South Kitsap coach D.J. Sigurdson does not have to ponder the thought of Charlie Murray starting on both offense and defense.
He is effusive in his praise of the junior’s production. But before the season, Sigurdson admits his thoughts would have been much different. He said his reaction would have been “what went wrong” if Murray ended up as a starter on both lines.
Injuries have kept starting offensive linemen Riki Blas and Keith Grey out at different times. But Murray performed well enough at right guard that Sigurdson was comfortable enough to move Grey from that position to right tackle when he returned.
“I didn’t mean to emerge,” said Murray, who credited right guard Nick Boss for helping him develop. “Most of the credit goes to him for helping me out at practice whenever I have a question.”
At 5 feet 9 and 250 pounds, Murray won’t evoke memories of the Wolves’ large, mauling linemen of the past. His twin brother, Chris, is 4 inches taller, but does not play football.
“I look more like other guys on the team than him,” Murray said. “I’m definitely the short runt of the family.”
There is nothing little about his production on the field, though. Murray has pressured the quarterback frequently as South has allowed just 40 points in three Narrows League games. That’s tied for the fewest along with Olympia, which the Wolves beat 10-6 last week at Ingersoll Stadium to snap the Bears’ streak of 28 consecutive regular-season league victories. South enters tonight’s game against Central Kitsap with a 4-0 overall record and 3-0 mark in league play.
When it comes to pressure applied on quarterbacks, Murray said it begins with senior Tyler Hundson. Blas and Hundson started at defensive tackle at the beginning of the season.
“Tyler is a beast,” Murray said. “He rocks the world out of some of those guys. His greatness and my little greatness kind of adds together.”
Sigurdson said Murray is being modest.
“He’s using his hands throwing guys around and making plays,” he said. “He’s definitely earned it.”
But getting to that point was not easy. Every Friday before a game, when Murray needs some inspiration — whether it’s 20 minutes alone in a desolate location at the school or taking a long walk down a trail to the creek behind his sister’s property — it comes from his father. Robert Murray suffered a heart attack and died in his sleep on Jan. 2, 2007.
“Every day I would come home from practice in seventh grade and complain about how hard it was,” said Murray, adding that he reflects on his father the most during wrestling season because of the intense practices. “He would tell me to keep going until I puke. He was a big Texan, never quit kind of guy.”
The boys were in Silverdale buying a present for their new niece and Chris found his father unresponsive when they returned home that night. Robert was 63 years old, the same age his father and grandfather were when they died.
“He was a month away from his birthday, so we thought we broke the curse,” Charlie said. “Once I turn 63, I’m going to retire and go to the beach.”

*EXTRACTED ENTRIES:*
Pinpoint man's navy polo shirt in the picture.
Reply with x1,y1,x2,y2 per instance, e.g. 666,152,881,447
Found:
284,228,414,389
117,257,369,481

*THINGS TO DO:*
(a) Summarize the article about Charlie Murray in two sentences.
(b) Retype the part of the article about Charlie Murray that begins at the words "He is effusive" and stops after the words "not play football.".
Answer using only the article about Charlie Murray and nothing from the listing.

*RESULTS OF THE EXERCISE:*
(a) Charlie Murray, a South Kitsap junior, has become a starter on both the offensive and defensive lines, which coach D.J. Sigurdson would not have expected before the season, and he credits teammates Nick Boss and Tyler Hundson for his success. Before every Friday game he draws inspiration from his father, Robert Murray, who died of a heart attack in his sleep on Jan. 2, 2007.

(b)
He is effusive in his praise of the junior’s production. But before the season, Sigurdson admits his thoughts would have been much different. He said his reaction would have been “what went wrong” if Murray ended up as a starter on both lines.
Injuries have kept starting offensive linemen Riki Blas and Keith Grey out at different times. But Murray performed well enough at right guard that Sigurdson was comfortable enough to move Grey from that position to right tackle when he returned.
“I didn’t mean to emerge,” said Murray, who credited right guard Nick Boss for helping him develop. “Most of the credit goes to him for helping me out at practice whenever I have a question.”
At 5 feet 9 and 250 pounds, Murray won’t evoke memories of the Wolves’ large, mauling linemen of the past. His twin brother, Chris, is 4 inches taller, but does not play football.